◆ Brief 1 ◆
In one to three sentences, explain why older residents were reluctant to be vaccinated early in the rollout, according to the report on the Cianjur free-chicken vaccination program.
◆ Brief 2 ◆
Write a continuation of the report on the Cianjur free-chicken vaccination program, starting after its final sentence.

◆ Extract provided ◆
═══
The program, in Cianjur regency, West Java, is part of the district’s effort to increase the number of vaccines administered to citizens age 45 and over.
Galih Apria, assistant police commissioner in the sub-district of Pecat, said older residents had been very hesitant about getting the shots during the early rollout of the government’s vaccination program.
“Early on, there was a lot of misinformation and hoaxes about the vaccine circulating online, especially on social media,” Galih said. “Lots of elderly people thought that it does not prevent Covid-19 but would cause serious diseases and even death.”
Police launched the free chicken program last month in collaboration with the sub-district government and local health centers.
Before the program was initiated, only 25 in 200 residents were willing to get the vaccine, Galih said — but “now, we have 250 people per day who are willing to get vaccinated.”
He added that giving out chickens was a sign of affection and respect toward the elderly, and it made older people more at ease with police officers, health officials, and with the vaccine itself.
═══
◆ Source data ◆
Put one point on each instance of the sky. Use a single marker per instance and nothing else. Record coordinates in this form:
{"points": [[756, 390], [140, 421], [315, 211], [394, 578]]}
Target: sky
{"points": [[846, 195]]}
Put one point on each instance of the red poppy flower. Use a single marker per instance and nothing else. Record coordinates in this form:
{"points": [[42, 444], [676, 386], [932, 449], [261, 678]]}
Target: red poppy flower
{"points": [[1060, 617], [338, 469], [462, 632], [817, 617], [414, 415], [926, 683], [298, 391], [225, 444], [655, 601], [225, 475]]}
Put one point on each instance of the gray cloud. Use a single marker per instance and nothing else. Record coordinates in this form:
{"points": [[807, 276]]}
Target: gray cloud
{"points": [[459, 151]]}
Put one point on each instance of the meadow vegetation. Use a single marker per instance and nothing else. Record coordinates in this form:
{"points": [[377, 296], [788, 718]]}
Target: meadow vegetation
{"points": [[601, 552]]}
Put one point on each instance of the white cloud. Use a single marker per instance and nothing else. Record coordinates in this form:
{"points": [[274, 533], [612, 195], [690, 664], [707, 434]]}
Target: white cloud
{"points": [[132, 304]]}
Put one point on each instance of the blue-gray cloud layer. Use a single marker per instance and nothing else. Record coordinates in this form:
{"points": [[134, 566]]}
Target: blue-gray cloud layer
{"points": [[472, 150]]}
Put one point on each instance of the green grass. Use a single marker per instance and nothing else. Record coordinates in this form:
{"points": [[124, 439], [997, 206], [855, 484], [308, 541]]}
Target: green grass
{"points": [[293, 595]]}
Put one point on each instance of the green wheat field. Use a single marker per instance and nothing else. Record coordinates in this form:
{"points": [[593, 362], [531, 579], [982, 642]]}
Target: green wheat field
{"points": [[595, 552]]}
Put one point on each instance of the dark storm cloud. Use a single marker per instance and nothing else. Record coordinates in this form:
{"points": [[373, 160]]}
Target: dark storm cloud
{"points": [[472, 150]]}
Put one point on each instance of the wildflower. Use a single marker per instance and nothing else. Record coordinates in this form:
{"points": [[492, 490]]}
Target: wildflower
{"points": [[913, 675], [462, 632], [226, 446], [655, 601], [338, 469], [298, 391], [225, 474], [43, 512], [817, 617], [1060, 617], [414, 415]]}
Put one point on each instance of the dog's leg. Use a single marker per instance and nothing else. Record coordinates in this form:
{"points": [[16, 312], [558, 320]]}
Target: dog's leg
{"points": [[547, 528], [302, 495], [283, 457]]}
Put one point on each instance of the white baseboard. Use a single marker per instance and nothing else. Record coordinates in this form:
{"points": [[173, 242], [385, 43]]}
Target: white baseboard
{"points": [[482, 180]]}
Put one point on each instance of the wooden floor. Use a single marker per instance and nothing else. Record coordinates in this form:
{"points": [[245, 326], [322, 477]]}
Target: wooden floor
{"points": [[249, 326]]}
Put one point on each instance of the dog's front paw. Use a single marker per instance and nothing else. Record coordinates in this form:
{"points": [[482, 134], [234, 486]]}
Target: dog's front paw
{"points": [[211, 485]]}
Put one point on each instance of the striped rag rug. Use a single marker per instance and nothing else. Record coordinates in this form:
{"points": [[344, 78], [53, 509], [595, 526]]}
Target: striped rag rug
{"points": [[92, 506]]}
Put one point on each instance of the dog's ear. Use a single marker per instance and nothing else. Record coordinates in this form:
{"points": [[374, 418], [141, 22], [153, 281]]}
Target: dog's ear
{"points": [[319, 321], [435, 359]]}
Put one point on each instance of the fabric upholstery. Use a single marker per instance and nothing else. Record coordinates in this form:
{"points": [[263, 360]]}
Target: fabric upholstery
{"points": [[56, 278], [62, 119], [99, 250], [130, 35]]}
═══
◆ Response area 1 ◆
Much misinformation and many hoaxes about the vaccine were circulating online, especially on social media. Many elderly people came to believe that the vaccine would not prevent Covid-19 and would instead cause serious diseases and even death.

◆ Response area 2 ◆
Hundreds of villagers from three villages in Pecat have gone to get the vaccine, according to CNN affiliate CNN Indonesia.
Galih said authorities have given away 500 free chickens as a result of the program — but they have also taken other steps to push for broader vaccination.
“We had to explain and educate people on the safety and benefits of the vaccine so that they would stop being so scared,” he said. “We go door-to-door and encourage people to get vaccinated.”
Medical staff and army personnel are helping police distribute the vaccine, and “do medical checkups so that people can get the vaccine on the spot,” said Galih.
Elis Sumiati, an elderly woman who received the vaccine through the program, told CNN Indonesia: “I didn’t know if I even needed the vaccine, but now after they brought the chicken and said I can get the vaccine — yes thank you, I’m happy.”
Indonesia has reported one of the largest coronavirus outbreaks in Asia, with nearly 2 million total cases and more than 53,000 deaths, according to Johns Hopkins University.
The immunization drive in Indonesia has also progressed slowly, with fewer than 20% of people over 50 targeted for inoculations having taken the first dose, according to data from the Health Ministry.
However, Galih believes localized efforts in villages and towns can go a long way in helping the elderly get vaccinated.
“The response to this program has been amazing,” he said. “It is great to see our elders becoming happy after seeing the chickens and we are also able to protect them with the vaccine at the same time.”